## SOURCE EXTRACT
= Beginning of Section =

Supplements to ease pain of arthritis 'do not work'

Two supplements taken by millions of people for joint pain caused by arthritis do not work, according to research.

The supplements, glucosamine and chondroitin, are widely sold in health shops and have increasingly been prescribed by GPs and rheumatologosts in the last decade.

They are taken on their own or in combination to reduce the pain caused by arthritis in the hips and knees. In 2008 the global market for glucosamine alone was estimated at £1.3bn.

But analysis of results from 10 trials of the supplements involving over 3,800 patients with knee and hip osteoarthritis found they were no better than a placebo at relieving pain.

Osteoarthritis is a chronic condition of the hip or knee which can cause severe long-lasting pain. The main treatment is painkillers and anti-inflammatory drugs to reduce the swelling in the joints.

However the drugs cause stomach and heart problems in some people, especially if used long term. There is an urgent need for treatments that slow the disease and relieve pain, the researchers say.

Writing in the British Medical Journal, Professor Peter Juni and colleagues at the University of Bern, Switzerland, say conflicting results from trials about the effectiveness of the two supplements led them to carry out the review. They found no clinically relevant effect either on joint pain or on joint space narrowing – a measure of the damage caused by osteoarthritis.

= End of Section =

## EXTRACTED ENTRIES
= Beginning of Section =

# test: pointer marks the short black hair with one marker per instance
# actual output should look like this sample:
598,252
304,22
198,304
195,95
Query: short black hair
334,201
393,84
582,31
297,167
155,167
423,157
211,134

= End of Section =

## REQUIRED ACTION 1
In the article on arthritis supplements, how many patients took part in the 10 trials that were analyzed?
## REQUIRED ACTION 2
Please return everything in the arthritis supplements article from "Osteoarthritis is a" down to "caused by osteoarthritis.", copied word for word.
## REQUIRED ACTION 3
Write the next part of the article on glucosamine and chondroitin, picking up after its final sentence.

## ANSWER 1
Over 3,800 patients with knee and hip osteoarthritis.

## ANSWER 2
Osteoarthritis is a chronic condition of the hip or knee which can cause severe long-lasting pain. The main treatment is painkillers and anti-inflammatory drugs to reduce the swelling in the joints.

However the drugs cause stomach and heart problems in some people, especially if used long term. There is an urgent need for treatments that slow the disease and relieve pain, the researchers say.

Writing in the British Medical Journal, Professor Peter Juni and colleagues at the University of Bern, Switzerland, say conflicting results from trials about the effectiveness of the two supplements led them to carry out the review. They found no clinically relevant effect either on joint pain or on joint space narrowing – a measure of the damage caused by osteoarthritis.

## ANSWER 3
Osteoarthritis is the most common type of arthritis in the UK, affecting an estimated 8.5 million people. It is thought to be caused by mechanical failure of the cartilage that separates and cushions the joints.

The other main type, rheumatoid arthritis, is caused by inflammation of the lining of the joints and the sheaths around the tendons.

Professor Juni and colleagues say that in the absence of any evidence that the supplements work, they should not be paid for by health services.

"Health authorities and health insurers should not cover the costs for these preparations, and new prescriptions to patients who have not received treatment should be discouraged."

Some patients find the supplements beneficial but the authors suggest this is either because of the placebo effect, or due to the natural course of the illness.

They conclude: "We are confident that neither of the preparations is dangerous. Therefore, we see no harm in having patients continue these preparations as long as they perceive a benefit and cover the costs of treatment themselves."